## [Task statement]
From the listing below, return each line that includes "building".

## [Records for the exercise]

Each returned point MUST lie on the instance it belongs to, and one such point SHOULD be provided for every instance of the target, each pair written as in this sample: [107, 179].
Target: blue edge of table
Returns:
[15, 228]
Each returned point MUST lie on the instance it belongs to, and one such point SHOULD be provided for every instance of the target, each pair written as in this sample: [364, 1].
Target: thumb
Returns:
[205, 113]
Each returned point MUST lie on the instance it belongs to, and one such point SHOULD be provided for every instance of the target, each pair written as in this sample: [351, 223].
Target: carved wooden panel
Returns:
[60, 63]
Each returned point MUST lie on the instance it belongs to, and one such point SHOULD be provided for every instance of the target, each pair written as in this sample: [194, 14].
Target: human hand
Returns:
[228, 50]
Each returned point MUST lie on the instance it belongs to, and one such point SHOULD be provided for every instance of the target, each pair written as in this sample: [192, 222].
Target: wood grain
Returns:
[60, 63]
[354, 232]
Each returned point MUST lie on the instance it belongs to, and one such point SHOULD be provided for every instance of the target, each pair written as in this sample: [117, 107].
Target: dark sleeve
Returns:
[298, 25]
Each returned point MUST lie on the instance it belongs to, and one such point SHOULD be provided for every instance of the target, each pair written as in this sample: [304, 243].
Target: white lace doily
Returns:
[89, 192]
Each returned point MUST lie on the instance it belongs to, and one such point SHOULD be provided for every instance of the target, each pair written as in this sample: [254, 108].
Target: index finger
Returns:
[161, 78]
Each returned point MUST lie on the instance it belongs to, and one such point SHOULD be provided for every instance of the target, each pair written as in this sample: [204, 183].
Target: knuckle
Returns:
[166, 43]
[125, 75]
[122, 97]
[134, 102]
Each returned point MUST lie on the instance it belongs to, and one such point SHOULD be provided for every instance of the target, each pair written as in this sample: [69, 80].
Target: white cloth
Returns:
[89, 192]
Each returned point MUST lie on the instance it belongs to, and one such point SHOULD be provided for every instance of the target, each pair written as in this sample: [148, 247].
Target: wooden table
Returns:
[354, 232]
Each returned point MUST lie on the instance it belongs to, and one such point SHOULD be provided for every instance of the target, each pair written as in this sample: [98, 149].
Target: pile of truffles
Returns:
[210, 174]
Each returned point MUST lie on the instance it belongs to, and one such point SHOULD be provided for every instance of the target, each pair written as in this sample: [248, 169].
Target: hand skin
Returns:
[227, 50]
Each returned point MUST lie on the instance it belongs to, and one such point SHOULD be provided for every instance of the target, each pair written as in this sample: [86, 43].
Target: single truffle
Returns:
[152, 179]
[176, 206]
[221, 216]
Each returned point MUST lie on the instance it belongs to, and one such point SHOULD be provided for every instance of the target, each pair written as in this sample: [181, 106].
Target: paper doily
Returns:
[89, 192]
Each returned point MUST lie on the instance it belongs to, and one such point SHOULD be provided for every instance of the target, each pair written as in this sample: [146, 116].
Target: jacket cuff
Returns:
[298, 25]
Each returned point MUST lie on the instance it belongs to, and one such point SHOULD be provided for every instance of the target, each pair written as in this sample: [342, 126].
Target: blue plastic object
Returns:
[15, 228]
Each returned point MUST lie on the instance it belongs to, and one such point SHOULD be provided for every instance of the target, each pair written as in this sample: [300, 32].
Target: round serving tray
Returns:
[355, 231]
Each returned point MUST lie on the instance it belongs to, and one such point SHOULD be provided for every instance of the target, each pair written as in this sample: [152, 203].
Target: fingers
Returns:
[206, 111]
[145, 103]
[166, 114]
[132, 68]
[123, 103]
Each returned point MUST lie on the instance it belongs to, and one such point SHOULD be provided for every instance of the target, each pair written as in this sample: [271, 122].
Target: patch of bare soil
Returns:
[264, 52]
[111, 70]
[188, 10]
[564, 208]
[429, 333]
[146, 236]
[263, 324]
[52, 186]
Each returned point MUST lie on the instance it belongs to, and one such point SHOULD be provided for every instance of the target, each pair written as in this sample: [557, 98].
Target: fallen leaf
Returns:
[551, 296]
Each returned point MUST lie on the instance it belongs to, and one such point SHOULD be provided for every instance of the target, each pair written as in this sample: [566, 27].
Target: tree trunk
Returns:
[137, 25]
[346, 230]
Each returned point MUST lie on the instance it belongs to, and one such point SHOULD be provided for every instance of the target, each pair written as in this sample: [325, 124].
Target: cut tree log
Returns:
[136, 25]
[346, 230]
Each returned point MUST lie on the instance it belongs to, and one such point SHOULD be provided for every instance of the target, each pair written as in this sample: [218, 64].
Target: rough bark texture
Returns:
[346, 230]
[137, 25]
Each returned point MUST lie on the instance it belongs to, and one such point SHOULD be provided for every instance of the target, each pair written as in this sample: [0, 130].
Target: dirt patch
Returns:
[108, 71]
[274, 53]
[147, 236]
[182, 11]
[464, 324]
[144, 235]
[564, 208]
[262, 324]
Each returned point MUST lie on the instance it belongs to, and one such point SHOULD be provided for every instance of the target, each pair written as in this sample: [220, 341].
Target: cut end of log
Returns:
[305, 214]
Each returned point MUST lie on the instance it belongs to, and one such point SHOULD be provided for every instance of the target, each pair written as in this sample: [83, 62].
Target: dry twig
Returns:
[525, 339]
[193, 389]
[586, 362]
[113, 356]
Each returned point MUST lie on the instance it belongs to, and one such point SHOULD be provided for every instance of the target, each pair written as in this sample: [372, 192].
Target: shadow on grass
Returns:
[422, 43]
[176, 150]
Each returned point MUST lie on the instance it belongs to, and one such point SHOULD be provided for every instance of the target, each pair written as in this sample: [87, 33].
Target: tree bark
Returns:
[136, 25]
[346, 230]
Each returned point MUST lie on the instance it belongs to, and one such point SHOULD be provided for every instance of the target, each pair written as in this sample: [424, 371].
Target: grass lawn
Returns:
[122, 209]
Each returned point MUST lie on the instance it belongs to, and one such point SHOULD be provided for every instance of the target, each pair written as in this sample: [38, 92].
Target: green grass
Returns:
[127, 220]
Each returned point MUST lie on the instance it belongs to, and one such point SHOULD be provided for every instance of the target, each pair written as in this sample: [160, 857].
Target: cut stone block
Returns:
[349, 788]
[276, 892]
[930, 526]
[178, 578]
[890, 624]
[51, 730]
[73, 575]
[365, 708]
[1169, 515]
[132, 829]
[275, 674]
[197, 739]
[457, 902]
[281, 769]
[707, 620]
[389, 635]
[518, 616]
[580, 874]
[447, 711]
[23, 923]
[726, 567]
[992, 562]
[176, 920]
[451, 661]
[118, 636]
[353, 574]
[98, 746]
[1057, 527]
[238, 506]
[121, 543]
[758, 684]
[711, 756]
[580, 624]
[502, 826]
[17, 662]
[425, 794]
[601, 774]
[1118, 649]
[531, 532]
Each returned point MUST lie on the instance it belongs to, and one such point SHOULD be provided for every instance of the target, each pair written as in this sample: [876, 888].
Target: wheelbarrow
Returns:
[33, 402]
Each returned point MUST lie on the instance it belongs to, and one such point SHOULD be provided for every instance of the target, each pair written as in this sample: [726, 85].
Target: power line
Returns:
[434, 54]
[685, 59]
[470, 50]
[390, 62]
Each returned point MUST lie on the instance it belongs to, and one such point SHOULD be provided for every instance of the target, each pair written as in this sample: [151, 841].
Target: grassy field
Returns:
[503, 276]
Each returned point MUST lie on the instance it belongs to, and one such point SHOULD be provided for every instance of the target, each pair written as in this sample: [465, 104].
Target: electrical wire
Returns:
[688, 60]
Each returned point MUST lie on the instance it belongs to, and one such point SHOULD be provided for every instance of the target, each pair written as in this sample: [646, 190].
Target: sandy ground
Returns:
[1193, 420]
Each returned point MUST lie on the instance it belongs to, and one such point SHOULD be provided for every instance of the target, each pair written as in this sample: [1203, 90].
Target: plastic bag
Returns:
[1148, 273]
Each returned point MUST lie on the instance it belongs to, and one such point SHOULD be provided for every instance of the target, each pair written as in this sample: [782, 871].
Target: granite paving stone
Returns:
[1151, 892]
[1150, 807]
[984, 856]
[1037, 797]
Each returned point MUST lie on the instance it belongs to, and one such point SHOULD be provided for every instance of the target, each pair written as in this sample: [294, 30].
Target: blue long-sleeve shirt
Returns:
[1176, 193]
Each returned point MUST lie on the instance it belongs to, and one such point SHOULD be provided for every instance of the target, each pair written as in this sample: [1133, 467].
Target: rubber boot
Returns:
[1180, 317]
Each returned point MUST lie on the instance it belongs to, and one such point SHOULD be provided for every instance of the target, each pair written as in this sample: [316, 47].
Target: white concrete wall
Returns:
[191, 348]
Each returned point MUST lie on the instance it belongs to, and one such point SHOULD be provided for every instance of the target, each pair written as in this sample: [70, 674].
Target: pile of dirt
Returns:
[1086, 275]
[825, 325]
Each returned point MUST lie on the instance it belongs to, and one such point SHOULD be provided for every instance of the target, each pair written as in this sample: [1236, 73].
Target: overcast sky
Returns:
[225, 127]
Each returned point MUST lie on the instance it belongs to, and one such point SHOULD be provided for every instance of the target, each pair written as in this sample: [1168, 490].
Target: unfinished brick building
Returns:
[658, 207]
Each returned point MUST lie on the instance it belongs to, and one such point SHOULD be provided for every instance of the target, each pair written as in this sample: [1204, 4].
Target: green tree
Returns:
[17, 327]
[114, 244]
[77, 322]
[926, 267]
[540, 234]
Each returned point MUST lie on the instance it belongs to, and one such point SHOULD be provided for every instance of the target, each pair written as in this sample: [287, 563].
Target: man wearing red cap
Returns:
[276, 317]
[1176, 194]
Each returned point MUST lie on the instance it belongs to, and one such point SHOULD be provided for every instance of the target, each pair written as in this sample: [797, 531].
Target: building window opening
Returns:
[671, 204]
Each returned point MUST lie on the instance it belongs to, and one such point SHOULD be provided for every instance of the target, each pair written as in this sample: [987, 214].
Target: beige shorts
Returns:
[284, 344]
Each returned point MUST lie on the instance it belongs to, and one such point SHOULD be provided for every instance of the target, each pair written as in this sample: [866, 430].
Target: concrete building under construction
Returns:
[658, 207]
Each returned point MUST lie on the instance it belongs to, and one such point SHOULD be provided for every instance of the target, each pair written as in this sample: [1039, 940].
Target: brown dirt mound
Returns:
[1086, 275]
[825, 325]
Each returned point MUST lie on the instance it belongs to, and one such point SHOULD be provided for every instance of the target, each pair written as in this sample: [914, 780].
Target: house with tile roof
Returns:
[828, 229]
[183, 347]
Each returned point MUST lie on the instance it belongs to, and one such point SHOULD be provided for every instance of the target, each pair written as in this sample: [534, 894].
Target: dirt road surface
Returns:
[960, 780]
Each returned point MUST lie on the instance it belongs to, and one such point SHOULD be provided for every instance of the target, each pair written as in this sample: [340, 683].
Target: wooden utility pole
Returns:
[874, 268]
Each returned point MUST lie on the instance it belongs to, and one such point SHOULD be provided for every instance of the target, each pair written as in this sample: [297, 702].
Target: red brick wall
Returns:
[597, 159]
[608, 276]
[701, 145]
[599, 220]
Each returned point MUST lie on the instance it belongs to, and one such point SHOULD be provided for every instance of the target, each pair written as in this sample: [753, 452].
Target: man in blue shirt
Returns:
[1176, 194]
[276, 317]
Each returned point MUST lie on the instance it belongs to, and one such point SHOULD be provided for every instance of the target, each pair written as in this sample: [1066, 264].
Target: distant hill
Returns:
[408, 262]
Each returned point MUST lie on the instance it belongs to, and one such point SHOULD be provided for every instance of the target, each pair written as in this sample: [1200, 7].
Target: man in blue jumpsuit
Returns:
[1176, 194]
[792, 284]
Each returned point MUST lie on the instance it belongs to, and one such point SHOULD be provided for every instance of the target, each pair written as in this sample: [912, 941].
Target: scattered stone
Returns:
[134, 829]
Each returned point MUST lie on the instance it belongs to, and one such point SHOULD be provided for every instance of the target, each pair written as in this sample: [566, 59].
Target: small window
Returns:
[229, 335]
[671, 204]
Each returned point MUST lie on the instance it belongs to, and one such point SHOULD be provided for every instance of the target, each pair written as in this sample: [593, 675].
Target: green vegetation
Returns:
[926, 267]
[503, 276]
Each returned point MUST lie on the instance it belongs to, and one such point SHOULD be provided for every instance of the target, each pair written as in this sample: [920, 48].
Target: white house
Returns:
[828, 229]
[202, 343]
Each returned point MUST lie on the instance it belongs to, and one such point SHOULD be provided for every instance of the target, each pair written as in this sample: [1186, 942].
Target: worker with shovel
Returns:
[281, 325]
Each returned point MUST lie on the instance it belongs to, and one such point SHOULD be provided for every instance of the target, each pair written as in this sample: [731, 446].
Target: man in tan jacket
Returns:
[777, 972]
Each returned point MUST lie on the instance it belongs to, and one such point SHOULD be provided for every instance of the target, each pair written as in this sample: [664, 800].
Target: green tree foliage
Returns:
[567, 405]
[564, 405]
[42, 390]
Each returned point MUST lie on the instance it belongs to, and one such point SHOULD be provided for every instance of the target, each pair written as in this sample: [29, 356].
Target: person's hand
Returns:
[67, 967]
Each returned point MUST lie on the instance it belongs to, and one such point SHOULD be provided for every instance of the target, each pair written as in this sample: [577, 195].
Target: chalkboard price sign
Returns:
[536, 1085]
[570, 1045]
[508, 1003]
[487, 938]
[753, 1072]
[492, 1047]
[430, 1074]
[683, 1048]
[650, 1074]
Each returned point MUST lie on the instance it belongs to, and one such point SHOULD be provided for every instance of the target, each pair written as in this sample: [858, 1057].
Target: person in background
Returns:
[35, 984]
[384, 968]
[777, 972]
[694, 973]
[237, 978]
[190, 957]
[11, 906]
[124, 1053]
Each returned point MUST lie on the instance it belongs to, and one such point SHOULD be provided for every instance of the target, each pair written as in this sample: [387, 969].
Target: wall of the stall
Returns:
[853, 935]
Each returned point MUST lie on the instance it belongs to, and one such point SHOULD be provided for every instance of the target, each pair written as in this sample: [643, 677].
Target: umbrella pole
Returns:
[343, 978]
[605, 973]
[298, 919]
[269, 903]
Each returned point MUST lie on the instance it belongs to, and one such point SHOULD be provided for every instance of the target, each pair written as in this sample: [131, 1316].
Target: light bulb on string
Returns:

## [Response below]
Target: unfinished brick building
Target: building window opening
Target: concrete building under construction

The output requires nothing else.